- **本文**:
▶

博士課程に在籍中、中退して就職すべきか悩むこともあるでしょう。博士課程を中退した場合、就職に大きな影響は出づらいようです。ここでは、企業側は博士中退者をどう捉えているのか解説します。
博士課程を中退しても就職に影響が出ることは少ない
結論から言うと、博士課程を中退しても就職活動にそれほど悪い影響が出ることはないとされています。文部科学省が2016年に実施した「学生等の中途退学における調査(P195)」によると、博士課程の中退率は5.4%。中退者数は3,411人と報告されています。さらに、就職を理由に博士課程を中退した人は23.98%と、全体の約1/4を占めていることが分かりました。調査結果からみても、博士課程を中退して就活に踏み切る院生も一定数おり、博士課程を中退することは珍しくないといえるでしょう。
大学院は修士課程に比べ、研究に費やす時間や学会に参加する時間が増える傾向があります。自分の好きな勉強をもっと続けたい、将来研究職に就きたいと進学しても、思っていたより大変と感じる方もいるでしょう。アルバイトの時間を確保できず経済的負担が大きくなったり、研究内容に情熱を持てなくなったりして中退する人も多いようです。
中退の理由については「大学院中退率と就職に与える影響を解説!就活で後悔しないポイントも」のコラムも参考にしてください。
参照元
文部科学省
経済的理由による学生等の中途退学の状況に関する実態把握・分析等及び学生等に対する経済的支援の在り方に関する調査研究
企業は若くてポテンシャルのある人材を求めている
学生を採用する際に企業が重視するのはポテンシャルです。博士課程まで進んだとしても、業務は未経験のためポテンシャル採用の側面が強くなります。ポテンシャル採用では、年齢の若さや成長意欲が評価ポイントになるため、博士課程を中退しても就職に大きな影響はないと考えられるでしょう。
とはいえ、中退を理由に書類選考で落とされることがないとは言い切れません。面接で中退の理由を明確に説明できなければ、思うような結果につながらないこともあるでしょう。博士課程の中退を決心したら、しっかりと対策を立てて就活に臨むことが重要です。
博士課程を修了するメリット・デメリット
博士課程の中退を決める前に、全課程を修了するメリットとデメリットを確認しましょう。最終学歴にも影響を及ぼすため、慎重に検討する必要があります。

◀

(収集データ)
▶

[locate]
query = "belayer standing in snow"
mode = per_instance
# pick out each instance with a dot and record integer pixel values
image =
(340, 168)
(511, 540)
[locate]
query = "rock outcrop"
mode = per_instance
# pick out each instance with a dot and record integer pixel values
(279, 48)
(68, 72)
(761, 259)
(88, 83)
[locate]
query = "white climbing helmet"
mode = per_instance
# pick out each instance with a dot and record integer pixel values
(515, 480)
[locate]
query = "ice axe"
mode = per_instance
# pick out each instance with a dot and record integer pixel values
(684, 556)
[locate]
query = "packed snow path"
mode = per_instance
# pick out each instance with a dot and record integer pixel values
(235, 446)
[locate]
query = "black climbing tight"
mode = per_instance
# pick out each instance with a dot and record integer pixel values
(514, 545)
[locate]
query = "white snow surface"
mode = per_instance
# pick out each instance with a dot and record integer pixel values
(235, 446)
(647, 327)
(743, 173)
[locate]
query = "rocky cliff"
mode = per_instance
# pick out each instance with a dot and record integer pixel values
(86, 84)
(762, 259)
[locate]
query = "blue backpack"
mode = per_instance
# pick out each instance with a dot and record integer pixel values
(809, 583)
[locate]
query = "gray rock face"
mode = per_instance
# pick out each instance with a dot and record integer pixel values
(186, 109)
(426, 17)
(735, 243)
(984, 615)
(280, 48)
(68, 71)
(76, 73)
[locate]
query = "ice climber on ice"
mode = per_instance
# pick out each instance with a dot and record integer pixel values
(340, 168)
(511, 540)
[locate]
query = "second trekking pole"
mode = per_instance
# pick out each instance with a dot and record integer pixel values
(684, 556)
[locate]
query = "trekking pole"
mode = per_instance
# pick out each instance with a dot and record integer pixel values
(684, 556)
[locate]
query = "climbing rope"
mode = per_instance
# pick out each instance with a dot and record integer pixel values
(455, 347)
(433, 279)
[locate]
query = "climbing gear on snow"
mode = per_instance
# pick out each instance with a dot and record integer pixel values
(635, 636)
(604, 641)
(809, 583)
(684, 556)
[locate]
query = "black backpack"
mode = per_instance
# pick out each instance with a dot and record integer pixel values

◀

- **課題一覧**:
1 – 博士課程の中退に関する本文から、文部科学省の調査結果として示されている割合と人数をすべて抜き出しなさい。
2 – 博士課程の中退に関する本文を、最後の文の後から書き継ぎなさい。
収集データは本文とは別の資料です。

- **解答**:
1 – 博士課程の中退率5.4%、中退者数3,411人、就職を理由に博士課程を中退した人の割合23.98%(全体の約1/4)

2 –
博士課程修了のメリットは博士号を取得し各分野の専門家になれること
博士課程を修了すると博士号を取得でき、国内外で専門家として活躍できることがメリットです。各分野の専門家として研究機関の研究者になれたり、大学に残って教員になれたりするでしょう。
博士号を取得すると海外でも通用するため、海外の大学や企業で自分の好きな研究を進めることも可能です。研究を通して得た知識やスキル、広い視野を活かし、独自にビジネスを立ち上げてグローバルに活躍している人も少なくありません。
博士課程修了のデメリットは経済的負担の大きさと修了時の年齢の高さ
博士課程に進むにあたり、授業料の負担という経済的デメリットが生じます。博士課程の取得には最短でも5年かかるため、学部卒業者に比べて経済的負担は大きいでしょう。
また、最短で博士課程を修了した場合の年齢は27歳です。同じ新卒でも学部生は22歳なので、採用時の年齢の高さはデメリットになりえます。
博士課程修了者が就職で不利といわれる4つの理由
学歴や専門性の高さが強みになる博士課程修了者ですが、就活において必ず有利になるとは限りません。主に就活時の年齢と社会経験の面において不利になる場合もあります。博士課程修了者が、就活で不利になるといわれる理由を把握しておきましょう。
1.社会に出るのが遅くなるから
博士課程修了時の年齢の高さは、就活が不利になりうる理由の一つです。先述したとおり、4年制の大学を卒業して大学院に進み博士課程を修了すると、最低でも27歳になります。浪人や留年、休学などの経験があれば、30歳を超えてしまうことも珍しくありません。
専門外の仕事を希望した場合、「年齢に応じた社会経験がない」「同じ新卒なら学部卒のほうが扱いやすい」と評価する企業もあるのが実情です。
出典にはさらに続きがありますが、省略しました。